# Using the information:
1. From the founder interview, extract the passage between "Currently, our competitors" and "jobs on portals.", inclusive.
2. Answer these questions using the founder interview.
(a) Which traditional agencies does it name as competitors in Latin America?
(b) By how much does it say the platform reduces hiring times?
(c) How many years does it say it takes to build a big company?

# Provided passage:
__________________________________________________
The second obstacle was that of having candidates register on yet another job board. With so many job boards available and Linkedin, how do we manage to attract candidates? Also how to manage to attract the tier-one candidates from top consulting companies like McKinsey, BCG, top investment banks like Goldman Sachs or top tech companies like Uber and Google? Most of these candidates have great jobs and you need to give them very attractive job offers and also make sure you build a brand before you will catch their attention.

And lastly, how do we attract the attention of companies? How do we best approach them without having them see us as a normal traditional headhunting agency or yet another job board?

For the 1st obstacle, the main reason we managed to overcome it was by being able to get the first clients from day 1 and have the team focus on growing the revenues rather than looking to raise 1 round. We also were able to raise over 100.000 USD in free equity grants, which helped cover costs when we were still not profitable.

Regarding the 2nd and 3rd obstacle, we did a great job on focusing on bringing the best technology companies on board, which managed to attract the tier 1 candidates and then managed to create a strong referral effect between the 2. We are still working harder on making our value proposition stronger and becoming the best platform for finding top talents.


4. How do you differ from your competitors?

Currently, our competitors in Latin America are traditional agencies like Michael Page and Korn Ferry.

Through our platform, we give companies a much better product/service, providing them with a shortlist of vetted candidates immediately, and hence helping them source and hire candidates a lot faster (reducing times by over 70%) For candidates, we help them get their dream job and have top companies invite them to apply, rather than lose endless hours applying to jobs on portals.


5. How have you combatted the current climate of coronavirus within your company?

We anticipated our launch of a new service, to help our companies hire top vetted developers in Mexico. We already had our first hires.

Then now that there is slightly less uncertainty about the future, more companies are looking to reboot projects and hence using us to hire top talents 🙂 Our revenues for May and June are looking good and we are very proud how our company is currently handling this unprecedented situation.

Lastly, when COVID started to appear as a global pandemic (and still had not hit Mexico), we immediately decreased our cost structure, by stopping certain subscriptions and building the technology in house.


6. What advice would you give to young budding entrepreneurs?

A few tips here:

  • Start very early working with potential founders on different projects. Most of the projects will fail before they become a company, however, you will learn a lot about how you work together and who is the best fit as co-founder
  • If your company is a technology one, you need to get a CTO from day one. Do not think about outsourcing this to an agency or having a developer-only under salary building your product, you will end up building a bad product and spending a lot of money on it. Also raising capital will become a necessity.
  • Make sure you start the company after having enough capital. I’m talking about 3 different types of capital in this case:
    • human (skills you have acquired in your previous jobs and studies)
    • financial (savings, i.e. you want to be able to have at least 1 year of savings in your bank account with no salary)
    • social (have enough connections to find your partners/managers, potential investors etc)
  • Choose a project where you have domain expertise or that you are passionate about. You will end up spending 5-10 years to build a big company and hence you would rather choose something you have a strong interest in 🙂
  • Take care of yourself: doing sports consistently is a must, and also try to find some space for your mental health training (e.g. mindfulness/breathing)
  • Plan to work very hard: most of the entrepreneurs I know that are doing very well are spending at least part of their weekend on work, whether it is reading, doing strategy work or learning new skills.

We would like to thank Giuseppe for speaking with us.
__________________________________________________
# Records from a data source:
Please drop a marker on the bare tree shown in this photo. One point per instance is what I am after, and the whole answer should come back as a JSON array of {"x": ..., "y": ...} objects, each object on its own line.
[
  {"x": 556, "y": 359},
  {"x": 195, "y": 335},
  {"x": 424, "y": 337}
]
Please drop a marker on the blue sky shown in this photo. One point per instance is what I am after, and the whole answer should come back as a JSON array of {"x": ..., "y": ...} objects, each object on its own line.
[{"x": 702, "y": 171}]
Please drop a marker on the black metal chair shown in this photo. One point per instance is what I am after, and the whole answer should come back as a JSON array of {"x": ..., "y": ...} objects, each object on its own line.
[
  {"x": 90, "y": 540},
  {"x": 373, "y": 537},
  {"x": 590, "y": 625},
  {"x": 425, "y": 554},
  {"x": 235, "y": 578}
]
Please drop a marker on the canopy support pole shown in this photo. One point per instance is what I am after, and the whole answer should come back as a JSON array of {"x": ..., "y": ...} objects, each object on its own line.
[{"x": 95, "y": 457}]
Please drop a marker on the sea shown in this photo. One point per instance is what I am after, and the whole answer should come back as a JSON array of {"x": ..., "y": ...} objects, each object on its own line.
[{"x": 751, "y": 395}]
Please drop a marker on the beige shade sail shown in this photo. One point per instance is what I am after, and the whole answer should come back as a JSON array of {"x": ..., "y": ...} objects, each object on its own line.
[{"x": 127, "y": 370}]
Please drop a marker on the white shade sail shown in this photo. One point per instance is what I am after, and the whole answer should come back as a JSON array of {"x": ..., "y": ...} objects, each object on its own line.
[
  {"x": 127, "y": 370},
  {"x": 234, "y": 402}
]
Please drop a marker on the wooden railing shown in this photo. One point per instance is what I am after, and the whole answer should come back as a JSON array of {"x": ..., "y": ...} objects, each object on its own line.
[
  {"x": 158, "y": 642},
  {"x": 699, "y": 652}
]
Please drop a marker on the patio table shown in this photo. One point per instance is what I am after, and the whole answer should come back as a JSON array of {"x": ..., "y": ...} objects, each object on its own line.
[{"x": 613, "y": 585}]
__________________________________________________
# Solutions by task:
1.
Currently, our competitors in Latin America are traditional agencies like Michael Page and Korn Ferry.

Through our platform, we give companies a much better product/service, providing them with a shortlist of vetted candidates immediately, and hence helping them source and hire candidates a lot faster (reducing times by over 70%) For candidates, we help them get their dream job and have top companies invite them to apply, rather than lose endless hours applying to jobs on portals.

2.
(a) Michael Page and Korn Ferry
(b) By over 70%
(c) 5-10 years